» **Exercise goal**
Please give an exact transcription of the records shown below.

[Entries taken from a collection]
⁂

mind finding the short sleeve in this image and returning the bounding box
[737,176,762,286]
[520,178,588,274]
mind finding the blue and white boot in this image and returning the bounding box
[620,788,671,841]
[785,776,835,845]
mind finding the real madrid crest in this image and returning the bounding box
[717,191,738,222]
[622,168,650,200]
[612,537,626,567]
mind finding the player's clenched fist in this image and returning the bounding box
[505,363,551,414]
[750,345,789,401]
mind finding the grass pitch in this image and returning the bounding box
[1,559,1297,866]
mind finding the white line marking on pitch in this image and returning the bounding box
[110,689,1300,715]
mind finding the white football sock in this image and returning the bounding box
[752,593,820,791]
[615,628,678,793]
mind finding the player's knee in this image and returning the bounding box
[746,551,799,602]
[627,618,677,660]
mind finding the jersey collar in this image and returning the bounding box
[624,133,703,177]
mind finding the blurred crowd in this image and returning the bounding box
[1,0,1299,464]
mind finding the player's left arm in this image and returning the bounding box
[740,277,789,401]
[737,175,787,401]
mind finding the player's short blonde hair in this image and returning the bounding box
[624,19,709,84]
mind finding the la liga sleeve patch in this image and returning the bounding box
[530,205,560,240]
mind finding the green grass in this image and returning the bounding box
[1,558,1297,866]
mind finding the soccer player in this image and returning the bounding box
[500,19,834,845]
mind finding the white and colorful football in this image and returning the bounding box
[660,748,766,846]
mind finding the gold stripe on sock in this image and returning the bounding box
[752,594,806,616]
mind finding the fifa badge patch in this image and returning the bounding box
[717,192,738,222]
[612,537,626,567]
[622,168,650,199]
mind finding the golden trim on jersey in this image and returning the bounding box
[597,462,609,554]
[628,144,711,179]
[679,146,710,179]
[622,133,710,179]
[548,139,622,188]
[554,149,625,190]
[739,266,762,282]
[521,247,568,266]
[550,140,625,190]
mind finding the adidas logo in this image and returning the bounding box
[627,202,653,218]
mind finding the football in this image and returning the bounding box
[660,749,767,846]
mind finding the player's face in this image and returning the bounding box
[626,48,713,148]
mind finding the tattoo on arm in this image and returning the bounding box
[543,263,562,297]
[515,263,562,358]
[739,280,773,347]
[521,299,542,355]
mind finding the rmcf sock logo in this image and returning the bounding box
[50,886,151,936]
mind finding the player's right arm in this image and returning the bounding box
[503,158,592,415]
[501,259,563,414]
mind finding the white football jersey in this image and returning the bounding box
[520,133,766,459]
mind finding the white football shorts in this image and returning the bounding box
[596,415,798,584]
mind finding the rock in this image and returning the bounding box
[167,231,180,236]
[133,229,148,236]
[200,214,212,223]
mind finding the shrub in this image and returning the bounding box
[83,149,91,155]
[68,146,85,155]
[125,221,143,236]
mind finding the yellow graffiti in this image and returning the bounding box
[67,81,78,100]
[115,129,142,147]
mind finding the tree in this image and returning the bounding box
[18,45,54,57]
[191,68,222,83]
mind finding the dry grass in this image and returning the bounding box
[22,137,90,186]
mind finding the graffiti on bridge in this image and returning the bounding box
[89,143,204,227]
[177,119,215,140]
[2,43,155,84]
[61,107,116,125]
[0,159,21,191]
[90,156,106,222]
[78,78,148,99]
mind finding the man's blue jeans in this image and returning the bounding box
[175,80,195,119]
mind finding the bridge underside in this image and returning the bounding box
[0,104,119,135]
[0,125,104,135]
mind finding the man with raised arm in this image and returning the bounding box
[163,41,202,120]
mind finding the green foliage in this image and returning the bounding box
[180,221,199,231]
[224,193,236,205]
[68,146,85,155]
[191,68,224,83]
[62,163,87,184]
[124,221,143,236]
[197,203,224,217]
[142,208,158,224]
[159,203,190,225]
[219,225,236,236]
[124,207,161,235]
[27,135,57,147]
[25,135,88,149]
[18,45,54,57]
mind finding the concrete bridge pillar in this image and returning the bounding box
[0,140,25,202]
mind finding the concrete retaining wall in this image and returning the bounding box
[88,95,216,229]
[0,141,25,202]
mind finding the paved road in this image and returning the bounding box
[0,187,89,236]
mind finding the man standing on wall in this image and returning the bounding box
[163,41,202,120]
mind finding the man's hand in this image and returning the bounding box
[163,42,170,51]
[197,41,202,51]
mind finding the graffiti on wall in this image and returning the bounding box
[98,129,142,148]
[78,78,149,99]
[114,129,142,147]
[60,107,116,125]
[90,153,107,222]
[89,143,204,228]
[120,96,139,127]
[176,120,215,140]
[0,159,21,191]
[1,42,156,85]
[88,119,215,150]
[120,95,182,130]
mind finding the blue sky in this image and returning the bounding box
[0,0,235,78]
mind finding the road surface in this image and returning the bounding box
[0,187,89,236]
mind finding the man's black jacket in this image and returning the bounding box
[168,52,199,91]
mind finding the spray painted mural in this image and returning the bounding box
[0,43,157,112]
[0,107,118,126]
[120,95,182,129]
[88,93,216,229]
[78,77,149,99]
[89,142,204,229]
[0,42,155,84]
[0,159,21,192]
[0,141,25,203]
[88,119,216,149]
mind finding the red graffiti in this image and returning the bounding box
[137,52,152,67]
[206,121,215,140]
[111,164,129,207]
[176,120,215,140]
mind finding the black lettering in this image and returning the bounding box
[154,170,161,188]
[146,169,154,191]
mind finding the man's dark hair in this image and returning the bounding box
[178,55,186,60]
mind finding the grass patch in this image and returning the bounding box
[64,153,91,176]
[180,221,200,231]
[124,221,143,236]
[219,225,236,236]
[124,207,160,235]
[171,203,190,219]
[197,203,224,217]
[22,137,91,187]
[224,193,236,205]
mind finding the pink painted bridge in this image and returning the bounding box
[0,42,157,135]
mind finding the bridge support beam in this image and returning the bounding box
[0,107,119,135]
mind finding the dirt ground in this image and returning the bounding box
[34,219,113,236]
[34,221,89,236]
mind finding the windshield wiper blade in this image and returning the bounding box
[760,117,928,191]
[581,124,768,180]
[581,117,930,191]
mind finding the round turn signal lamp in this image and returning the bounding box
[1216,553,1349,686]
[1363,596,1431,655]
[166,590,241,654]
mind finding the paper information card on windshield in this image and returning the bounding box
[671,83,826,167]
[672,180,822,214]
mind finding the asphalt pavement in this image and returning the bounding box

⁂

» **Output**
mind finding the short sleeve in this image and returning the bounding box
[737,176,762,286]
[520,178,588,274]
mind finding the blue and white boot in this image and returning the bounding box
[620,788,671,841]
[785,776,835,845]
mind finding the real madrid crest in this image and returning the bounding box
[717,191,738,222]
[622,168,650,200]
[612,537,626,567]
mind finding the player's clenched fist in this image and returning the bounding box
[505,363,551,414]
[750,345,789,401]
mind finding the grass pitch in this image and returning the bounding box
[1,559,1297,866]
mind finding the white line marking on pitch in this image and returning the bounding box
[110,689,1300,715]
mind finding the white football sock in this image and returning the bounding box
[752,593,820,791]
[615,628,678,793]
mind finding the player's knee in this image and returning the bounding box
[746,551,799,602]
[627,618,677,660]
mind finding the jersey collar in this image and returning the bounding box
[624,133,703,177]
mind finding the blurred crowd in this image and returning the bounding box
[1,0,1299,464]
mind finding the player's left arm in this image and returning the bounding box
[740,277,789,401]
[737,175,787,401]
mind finding the player's short blonde hair in this image and returning the bounding box
[624,19,709,84]
mind finding the la liga sleeve patch in this image and returning the bounding box
[530,205,560,240]
mind finding the green grass in this image and returning the bounding box
[1,558,1297,866]
mind finding the soccer player in this image and returning the bounding box
[500,19,834,845]
mind finding the white and colorful football in this image and returning the bounding box
[660,748,766,846]
mind finding the gold stripe on sock in this image and returning the bounding box
[752,594,806,616]
mind finding the fifa badge patch in this image and returning the bounding box
[717,192,738,222]
[612,537,626,567]
[622,168,650,199]
mind finding the golden trim on jersey in this image and returning the bounding box
[597,462,609,554]
[628,144,711,179]
[679,146,710,179]
[622,133,710,179]
[548,139,622,188]
[554,149,625,190]
[739,266,762,282]
[521,247,568,266]
[550,140,625,190]
mind finding the adidas logo in this image and returning the bounding box
[627,202,653,218]
mind finding the football in this image and returning the bounding box
[660,749,767,846]
mind finding the player's face in this image and returning the bounding box
[626,48,713,148]
mind finding the tattoo on arm in this image and returning the bounding box
[543,263,562,297]
[515,263,562,358]
[739,280,773,347]
[521,299,542,355]
mind finding the rmcf sock logo in this image and returning the bounding box
[50,886,151,936]
mind finding the player's right arm in this image and returning the bounding box
[503,158,592,415]
[501,259,563,414]
mind finding the white football jersey in this image and returning the bounding box
[520,133,766,459]
mind finding the white football shorts in this image and returning the bounding box
[596,415,798,584]
mind finding the rock in this image and returning the bounding box
[167,231,180,236]
[133,229,148,236]
[200,214,212,223]
mind finding the shrub in this image and returning the bounding box
[83,149,91,155]
[68,146,85,155]
[125,221,143,236]
mind finding the yellow graffiti in this image and returning the bounding box
[67,81,78,100]
[115,129,142,147]
mind finding the tree in this image and returning the bounding box
[18,45,54,57]
[191,68,222,83]
mind finding the dry grass in this image and returning the bounding box
[22,137,90,186]
mind finding the graffiti on bridge in this image and returning the bounding box
[89,143,204,227]
[177,119,215,140]
[2,43,155,84]
[61,107,116,125]
[0,159,21,191]
[90,156,106,222]
[78,78,148,99]
mind finding the man's blue jeans in this image and returning the bounding box
[175,80,195,119]
mind finding the bridge underside in this image and returning the bounding box
[0,104,119,135]
[0,125,104,135]
mind finding the man with raised arm in this image and returning the bounding box
[163,41,202,120]
mind finding the green foliage in this image and returning the bounding box
[180,221,199,231]
[224,193,236,205]
[68,146,85,155]
[191,68,224,83]
[62,163,87,184]
[124,221,143,236]
[197,203,224,217]
[142,208,158,224]
[159,203,190,225]
[219,225,236,236]
[124,207,161,235]
[27,135,57,147]
[25,135,88,149]
[18,45,54,57]
mind finding the concrete bridge pillar in this image and returning the bounding box
[0,140,25,202]
mind finding the concrete retaining wall in this image and returning the bounding box
[88,95,216,229]
[0,141,25,202]
mind finding the paved road in this image and returning the bounding box
[0,187,89,236]
mind finding the man standing on wall in this image and returning the bounding box
[163,41,202,120]
mind finding the man's hand in this image and returning the bounding box
[163,42,170,51]
[197,41,202,51]
mind finding the graffiti on wall in this image and returning the bounding box
[98,129,142,148]
[78,78,149,99]
[114,129,142,147]
[60,107,116,125]
[90,153,107,222]
[89,143,204,228]
[120,96,139,127]
[176,120,215,140]
[0,159,21,191]
[1,42,156,85]
[88,119,215,150]
[120,95,182,130]
mind finding the blue sky in this image and returning the bounding box
[0,0,235,78]
mind finding the road surface in this image and returning the bounding box
[0,187,89,236]
mind finding the man's black jacket in this image and returning the bounding box
[168,52,199,91]
mind finding the spray painted mural in this image and returning the bounding box
[0,43,157,112]
[0,107,118,126]
[120,95,182,129]
[88,93,216,229]
[78,77,149,99]
[89,142,204,229]
[0,42,155,84]
[0,159,21,192]
[0,141,25,203]
[88,119,216,149]
mind finding the red graffiti in this image and returning the bounding box
[137,52,152,67]
[206,121,215,140]
[111,164,129,207]
[176,120,215,140]
mind finding the black lettering in this image and returning the bounding box
[154,170,161,188]
[146,169,154,191]
mind finding the man's dark hair in this image and returning the bounding box
[178,55,186,60]
mind finding the grass patch in this image and returning the bounding box
[64,153,91,176]
[180,221,200,231]
[124,221,143,236]
[219,225,236,236]
[124,207,160,235]
[171,203,190,219]
[197,203,224,217]
[22,137,91,187]
[224,193,236,205]
mind finding the pink painted bridge in this image and returning the bounding box
[0,42,157,135]
mind finding the bridge support beam in this image and returning the bounding box
[0,107,119,135]
mind finding the dirt ground in this image and returning the bounding box
[34,219,113,236]
[34,221,89,236]
mind finding the windshield wiper blade in this image and returning the bounding box
[760,117,928,191]
[581,124,768,180]
[581,117,930,191]
mind finding the round turn signal lamp in this image and returning the bounding box
[1216,553,1349,686]
[1363,596,1431,655]
[166,590,241,654]
mind finding the paper information card on windshield in this image and returning the bounding box
[671,83,826,167]
[672,180,822,214]
mind finding the asphalt pavement in this image and returning the bounding box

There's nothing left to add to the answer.